BLOC DE TEXTE:
========

Jean Onimus réveille le poète qui est en nous

Le poétique est bien au-delà de la poésie, il englobe d’autres champs, de vastes mondes peuplés de mouvements, de musiques et de peintures, de littérature et d’images ; bref, l’ensemble de la production culturelle donc, oui, posons-nous la question : qu’entendons-nous exactement par poétique ?

Pour y répondre, Jean Onimus (1909-2007), essayiste et agrégé de lettres classiques, qui a publié plusieurs ouvrages sur les questions du savoir et de l’enseignement, de la religion, de la poésie et des mutations de la société, nous invite à une réflexion sur nous-même.
Le poétique est omniprésent, mais vous y pensez peu car invisible, insaisissable pour le troupeau hypnotisé par son écran qu’il en arrive désormais à traverser la rue sans même regarder où il marche, pensant que les algorithmes pourvoiront à sa sécurité (la dinde que j’ai failli écraser ce matin, place Balard, si tu me lis, tu te reconnaîtras…). Honnis soit cette approche moderniste d’une génération perdue, tournée exclusivement vers l’extérieur, formée – et soumise – au seul progrès, à cette technologie si invasive, qu’elle ne s’est même pas rendue compte qu’elle participait au génocide du poétique. Esclave de son téléphone un jour, esclave des robots demain, adieu tout dessein spirituel alors…

Mais l’Homme ne peut vivre que dans une société du travail, du rendement et du plaisir immédiat : tout n’est pas que spectacle. Attention, le divertissement continuel n’a qu’un seul but : vous aliéner !

D’ailleurs le président Macaron ne s’en cache plus, lui qui vient de balayer d’un revers de main le traditionnel entretien du 14 juillet car sa pensée est trop complexe, dixit le communiqué de l’Elysée. Vous n’êtes pas au niveau, circulez, il n’y a rien à voir !

========

EXTRAIT DE DONNÉES:
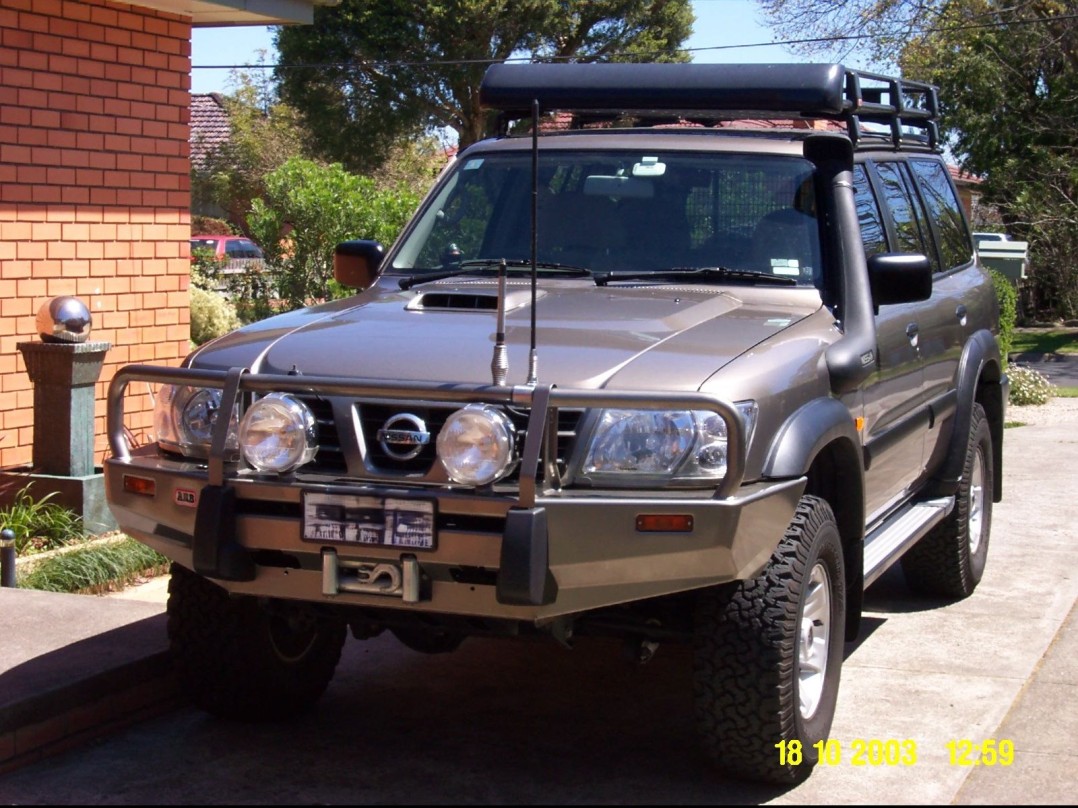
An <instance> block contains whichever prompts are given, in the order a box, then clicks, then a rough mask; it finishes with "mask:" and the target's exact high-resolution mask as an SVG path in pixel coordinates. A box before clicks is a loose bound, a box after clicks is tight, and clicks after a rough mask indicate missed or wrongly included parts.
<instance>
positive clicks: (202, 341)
mask: <svg viewBox="0 0 1078 808" xmlns="http://www.w3.org/2000/svg"><path fill="white" fill-rule="evenodd" d="M190 291H191V342H192V343H194V344H195V345H202V344H203V343H205V342H208V340H210V339H213V338H215V337H219V336H221V335H222V334H227V333H229V332H230V331H234V330H235V329H237V328H239V318H238V316H237V315H236V307H235V306H233V305H232V304H231V303H230V302H229V301H226V299H225V298H224V297H222V296H221V295H220V294H218V293H217V292H211V291H208V290H206V289H202V288H199V287H197V285H194V284H192V285H191V290H190Z"/></svg>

========

Dans le texte sur Jean Onimus, en quelle discipline celui-ci était-il agrégé ?

RÉPONSE PROPOSÉE: Il était agrégé de lettres classiques.